_Task directions_
Please list each line of the records below that contains the word "petunia", copying every such line in full.

Point-based annotation data:
══════════════════════════════

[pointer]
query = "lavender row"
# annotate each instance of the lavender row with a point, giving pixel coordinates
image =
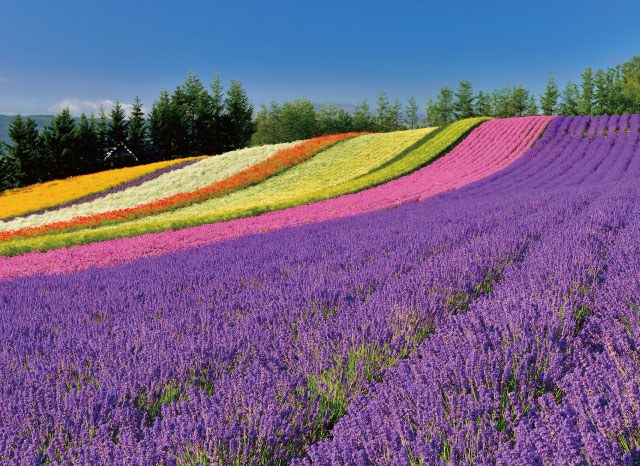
(480, 389)
(116, 189)
(434, 320)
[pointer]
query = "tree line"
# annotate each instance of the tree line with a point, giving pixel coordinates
(196, 119)
(193, 120)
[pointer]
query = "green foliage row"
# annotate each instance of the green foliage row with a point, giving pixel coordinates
(432, 146)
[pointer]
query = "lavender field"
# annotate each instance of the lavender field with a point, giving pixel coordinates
(498, 323)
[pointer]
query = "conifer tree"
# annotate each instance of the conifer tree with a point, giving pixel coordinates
(162, 127)
(239, 116)
(483, 104)
(327, 120)
(570, 99)
(362, 120)
(117, 128)
(217, 130)
(463, 105)
(411, 114)
(10, 172)
(25, 149)
(549, 100)
(585, 103)
(59, 150)
(102, 131)
(382, 119)
(137, 130)
(87, 146)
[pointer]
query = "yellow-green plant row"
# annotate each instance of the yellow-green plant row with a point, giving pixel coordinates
(189, 178)
(53, 193)
(336, 165)
(434, 144)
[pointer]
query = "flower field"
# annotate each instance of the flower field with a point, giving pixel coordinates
(280, 161)
(473, 299)
(185, 178)
(53, 193)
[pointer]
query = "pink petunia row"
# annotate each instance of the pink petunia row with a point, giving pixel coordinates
(489, 148)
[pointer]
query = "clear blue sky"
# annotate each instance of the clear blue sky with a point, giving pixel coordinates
(86, 52)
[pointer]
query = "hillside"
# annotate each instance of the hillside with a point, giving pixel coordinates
(457, 295)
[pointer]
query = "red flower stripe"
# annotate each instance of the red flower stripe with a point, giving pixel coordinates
(278, 162)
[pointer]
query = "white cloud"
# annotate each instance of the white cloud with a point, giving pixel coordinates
(79, 106)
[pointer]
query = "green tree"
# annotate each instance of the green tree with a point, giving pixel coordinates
(411, 118)
(549, 100)
(117, 128)
(88, 154)
(162, 127)
(532, 106)
(238, 112)
(585, 102)
(327, 119)
(25, 149)
(463, 105)
(137, 130)
(570, 99)
(441, 112)
(102, 131)
(343, 122)
(362, 120)
(295, 120)
(10, 172)
(58, 143)
(216, 134)
(384, 118)
(630, 85)
(483, 104)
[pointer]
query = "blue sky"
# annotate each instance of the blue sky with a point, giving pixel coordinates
(83, 53)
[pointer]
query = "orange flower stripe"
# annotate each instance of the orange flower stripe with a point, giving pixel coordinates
(275, 164)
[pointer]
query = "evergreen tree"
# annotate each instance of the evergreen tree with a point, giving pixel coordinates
(137, 130)
(630, 85)
(239, 116)
(10, 172)
(59, 151)
(162, 123)
(441, 112)
(88, 154)
(266, 126)
(117, 128)
(570, 99)
(362, 120)
(585, 103)
(295, 120)
(102, 131)
(411, 114)
(483, 104)
(601, 97)
(25, 149)
(549, 100)
(463, 105)
(343, 122)
(383, 117)
(217, 129)
(327, 120)
(433, 116)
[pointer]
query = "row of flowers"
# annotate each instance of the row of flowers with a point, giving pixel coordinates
(487, 149)
(280, 161)
(41, 196)
(495, 324)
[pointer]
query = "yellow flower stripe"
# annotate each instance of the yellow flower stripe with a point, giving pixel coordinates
(339, 164)
(52, 193)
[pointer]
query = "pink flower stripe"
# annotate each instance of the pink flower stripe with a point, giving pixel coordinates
(489, 148)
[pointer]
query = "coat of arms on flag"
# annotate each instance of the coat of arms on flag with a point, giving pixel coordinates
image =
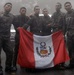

══════════════════════════════

_Written answer_
query = "pink petunia row"
# annotate each instance of the pink petunia row with a point, giving pixel coordinates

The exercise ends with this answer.